Cette obligation paraît néanmoins difficile à mettre en oeuvre rapidement, même si la réflexion est engagée. « Ce sujet ne dépend pas de la HAS mais va être discuté au ministère de la Santé et à la Direction générale de la santé, car la question se pose pour d’autres vaccins, notamment contre la rougeole et la coqueluche, détaille Elisabeth Bouvet. L’obligation vaccinale pose cependant un certain nombre de questions en termes de conséquences et d’organisation. C’est vrai que la vaccination contre la grippe était obligatoire et un décret a suspendu cette obligation, en grande partie pour des raisons de mise en oeuvre de cette mesure. Logiquement, cela signifiait qu’un soignant qui n’était pas vacciné, ne pouvait pas travailler. De plus, l’acceptabilité de la vaccination n’est pas non plus extraordinaire dans certaines professions de santé. Il faut prendre en compte tous ces éléments. »

Une stratégie peut-être modifiée

En fait, le contexte actuel incite les autorités sanitaires à s’interroger sur la politique de vaccination. « Il va falloir adapter la stratégie vaccinale comme on l’a déjà fait, en incluant les femmes enceintes et les personnes atteintes d’obésité en observant qu’elles étaient des catégories à risque », explique Yves Buisson. La vaccination des enfants contre la grippe suscite ainsi de l’intérêt. Les enfants transmettent effectivement le virus de la grippe à leurs aînés et aux plus fragiles, à l’inverse du Covid-19. « Sur le plan épidémiologique, ce n’est pas idiot de vacciner les enfants. En ex-URSS, on vaccinait les « forces vives » du pays, c’est-à-dire tous les travailleurs. Les trois stratégies, dont celle de vacciner les personnes à risque, sont différentes, mais se défendent. En fait, on arrive à une stratégie de vaccination universelle », observe Yves Buisson.

__________

● Consigne: Recopiez le passage du texte sur la stratégie vaccinale qui commence par les mots contenant « En fait, le » et se termine par « observe Yves Buisson. ».

● Données disponibles:
__________

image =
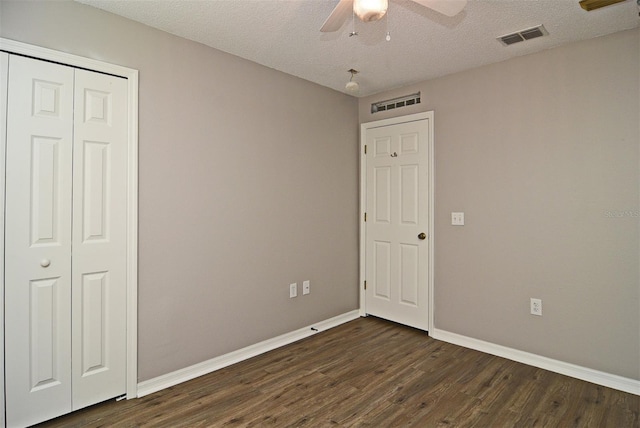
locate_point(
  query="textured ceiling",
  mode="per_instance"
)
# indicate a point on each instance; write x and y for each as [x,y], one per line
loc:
[284,34]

__________

● Réponse rédigée:
En fait, le contexte actuel incite les autorités sanitaires à s’interroger sur la politique de vaccination. « Il va falloir adapter la stratégie vaccinale comme on l’a déjà fait, en incluant les femmes enceintes et les personnes atteintes d’obésité en observant qu’elles étaient des catégories à risque », explique Yves Buisson. La vaccination des enfants contre la grippe suscite ainsi de l’intérêt. Les enfants transmettent effectivement le virus de la grippe à leurs aînés et aux plus fragiles, à l’inverse du Covid-19. « Sur le plan épidémiologique, ce n’est pas idiot de vacciner les enfants. En ex-URSS, on vaccinait les « forces vives » du pays, c’est-à-dire tous les travailleurs. Les trois stratégies, dont celle de vacciner les personnes à risque, sont différentes, mais se défendent. En fait, on arrive à une stratégie de vaccination universelle », observe Yves Buisson.